WHAT TO PRODUCE. Transcribe all of the entries below exactly. Leave out the pictures.

Extracted records:
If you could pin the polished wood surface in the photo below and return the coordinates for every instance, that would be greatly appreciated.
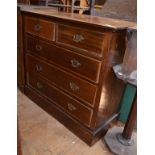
(130, 124)
(71, 106)
(39, 27)
(108, 23)
(79, 88)
(88, 68)
(83, 39)
(20, 61)
(75, 84)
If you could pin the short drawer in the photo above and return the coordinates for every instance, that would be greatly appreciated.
(84, 66)
(77, 87)
(40, 27)
(65, 102)
(91, 42)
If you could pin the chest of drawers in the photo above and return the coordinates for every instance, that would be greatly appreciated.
(68, 71)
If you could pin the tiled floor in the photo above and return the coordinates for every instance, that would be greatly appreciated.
(41, 134)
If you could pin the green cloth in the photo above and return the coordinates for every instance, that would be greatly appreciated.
(126, 102)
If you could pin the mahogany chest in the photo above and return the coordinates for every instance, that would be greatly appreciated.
(68, 71)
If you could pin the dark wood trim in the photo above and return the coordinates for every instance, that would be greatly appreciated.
(130, 124)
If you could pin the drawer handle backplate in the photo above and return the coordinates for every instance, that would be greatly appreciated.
(71, 107)
(39, 85)
(74, 87)
(39, 47)
(37, 27)
(75, 63)
(39, 67)
(78, 38)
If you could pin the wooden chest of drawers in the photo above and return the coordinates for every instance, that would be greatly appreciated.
(68, 71)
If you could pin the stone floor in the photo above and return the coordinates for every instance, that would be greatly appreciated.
(41, 134)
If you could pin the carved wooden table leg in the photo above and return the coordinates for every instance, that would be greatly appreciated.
(124, 141)
(125, 137)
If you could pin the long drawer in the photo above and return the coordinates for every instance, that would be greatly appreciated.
(73, 85)
(40, 27)
(65, 102)
(82, 39)
(84, 66)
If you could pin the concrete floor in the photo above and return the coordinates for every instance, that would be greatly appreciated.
(41, 134)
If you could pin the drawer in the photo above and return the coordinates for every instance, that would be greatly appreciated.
(63, 101)
(40, 27)
(89, 41)
(86, 67)
(77, 87)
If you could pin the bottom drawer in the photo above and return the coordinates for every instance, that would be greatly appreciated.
(67, 103)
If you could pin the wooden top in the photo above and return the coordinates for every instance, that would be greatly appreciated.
(99, 21)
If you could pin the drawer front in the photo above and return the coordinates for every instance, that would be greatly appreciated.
(81, 39)
(40, 27)
(73, 85)
(68, 104)
(81, 65)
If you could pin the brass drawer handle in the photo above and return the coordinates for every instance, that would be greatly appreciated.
(37, 27)
(39, 85)
(74, 87)
(39, 47)
(75, 63)
(78, 38)
(39, 67)
(71, 107)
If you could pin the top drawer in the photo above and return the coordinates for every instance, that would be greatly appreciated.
(40, 27)
(88, 41)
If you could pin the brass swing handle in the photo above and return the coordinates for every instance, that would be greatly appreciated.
(78, 38)
(37, 27)
(75, 63)
(74, 87)
(39, 47)
(39, 85)
(39, 67)
(71, 107)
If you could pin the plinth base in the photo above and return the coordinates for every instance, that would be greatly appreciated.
(119, 147)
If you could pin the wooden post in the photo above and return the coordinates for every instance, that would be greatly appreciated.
(129, 126)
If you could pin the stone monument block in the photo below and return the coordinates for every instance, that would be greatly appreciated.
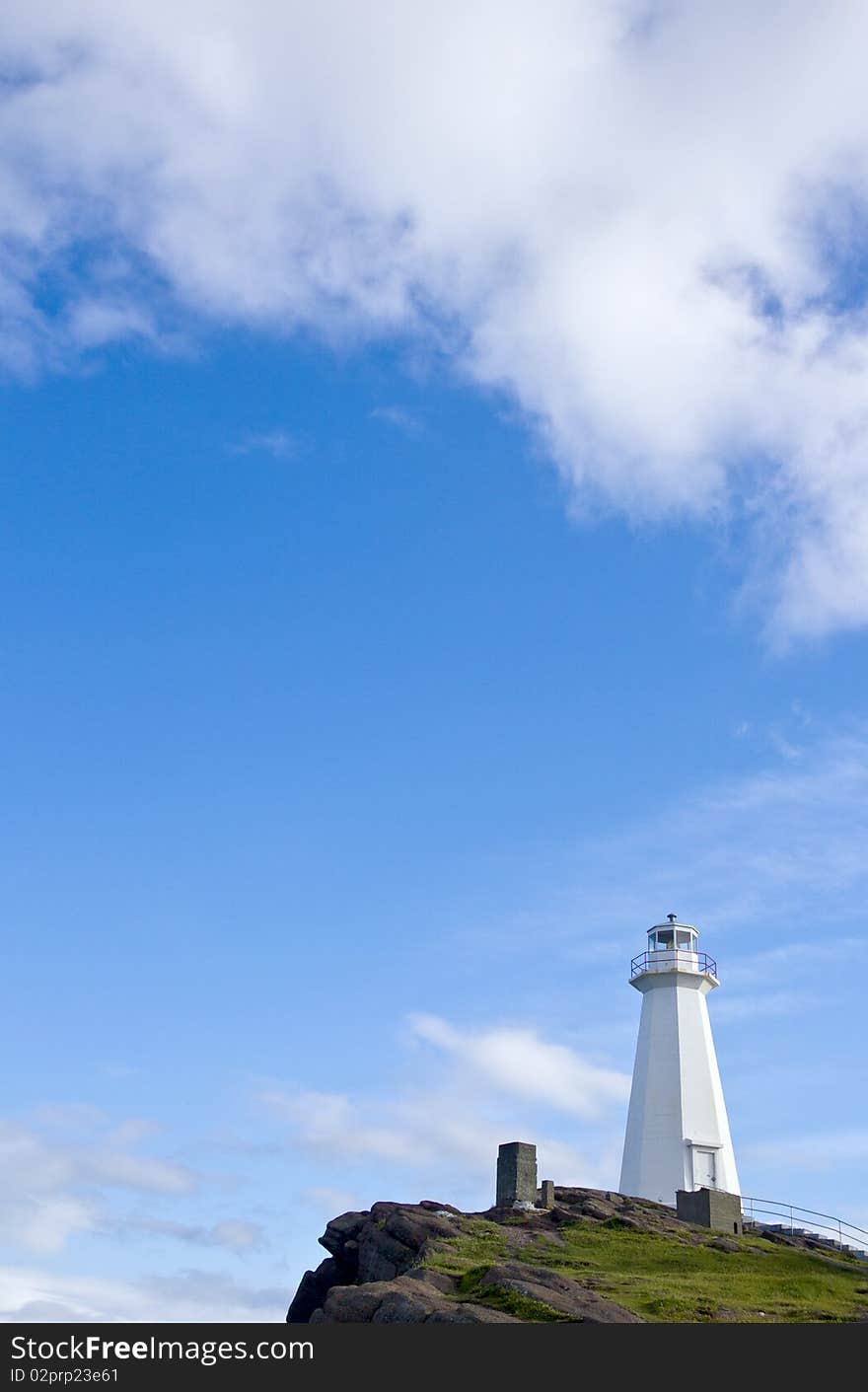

RESPONSE TO THE EXERCISE.
If you could pin the polished wood surface in the photo below and return the coordinates for every instance, that would be greatly appreciated.
(130, 124)
(71, 106)
(39, 27)
(108, 23)
(79, 88)
(88, 68)
(83, 39)
(20, 61)
(75, 84)
If you could pin the short drawer in the photo above and return the coordinates for every instance, that would be greatly appreciated.
(84, 66)
(77, 87)
(40, 27)
(65, 102)
(91, 42)
If you could pin the chest of drawers in the photo above and return the coordinates for every instance, that would be greatly appreciated.
(68, 71)
If you could pin the tiled floor in the photo above and return the coordinates for every instance, that would be greatly appreciated.
(41, 134)
If you could pin the green cloth in the photo above and return the coordinates for every instance, that would be greatly appreciated.
(126, 102)
If you could pin the mahogany chest in the photo above and return the coordinates for every instance, that would be greatly appreciated.
(68, 71)
If you could pin the dark wood trim in the photo above and return the coordinates for every instance, that would be greatly appreciated.
(130, 124)
If you could pin the drawer handle backplate in the photo above and return the coordinates for every instance, that would be greatly appreciated.
(71, 107)
(39, 85)
(74, 87)
(39, 47)
(37, 27)
(75, 63)
(39, 67)
(78, 38)
If you could pin the wooden chest of drawers in the photo above and return the coordinates for every instance, that would be greatly appreciated.
(68, 71)
If you could pin the stone floor in the photo above and return the coordinates for every instance, that would be greatly appreciated.
(41, 134)
If you could pin the carved wooden table leg in the photo above and return the coordinates for every instance, that would be greatly appreciated.
(124, 141)
(125, 137)
If you could pin the long drawer in the photo above and return the coordinates for every instance, that would be greatly appreciated.
(73, 85)
(40, 27)
(65, 102)
(82, 39)
(84, 66)
If you could pin the concrete floor in the photo above and return the coordinates for every instance, that would be greatly appreciated.
(41, 134)
If you could pin the drawer in the photo above and return the coordinates for every instance, that would be greatly appreciated.
(63, 101)
(40, 27)
(89, 41)
(86, 67)
(77, 87)
If you could pin the bottom drawer in the photo above and return the coordinates for every instance, that would be greatly appreciated.
(67, 103)
If you could pin the wooden top in the photo above and return the coordinates for every instance, that would be greatly appreciated.
(99, 21)
If you could pin the drawer front in the photo above and return the coordinates for every instance, that would be greatly appreciated.
(81, 39)
(40, 27)
(73, 85)
(68, 104)
(81, 65)
If you could pin the brass drawer handle in the photo above and return the coordinates for every instance, that would be greatly appreciated.
(37, 27)
(39, 85)
(74, 87)
(39, 47)
(75, 63)
(78, 38)
(39, 67)
(71, 107)
If you could pin the top drawer in the photo above and return the coordinates for every instance, that would be greatly appreciated.
(40, 27)
(88, 41)
If you could pin the brass swing handle in the photo above and return the coordinates for every instance, that would be greatly appreciated.
(78, 38)
(37, 27)
(75, 63)
(74, 87)
(39, 47)
(39, 85)
(39, 67)
(71, 107)
If you could pin the plinth base in the photo above and return the coordinates for every instance, that would be greatly appreciated.
(119, 147)
If you could pin the wooden post in the photo above and return the coordinates for every instance, that would be greatly appreciated.
(129, 126)
If you could pin the stone monument block in the photo below and return the coordinates for every instance, that would be greatly appreciated.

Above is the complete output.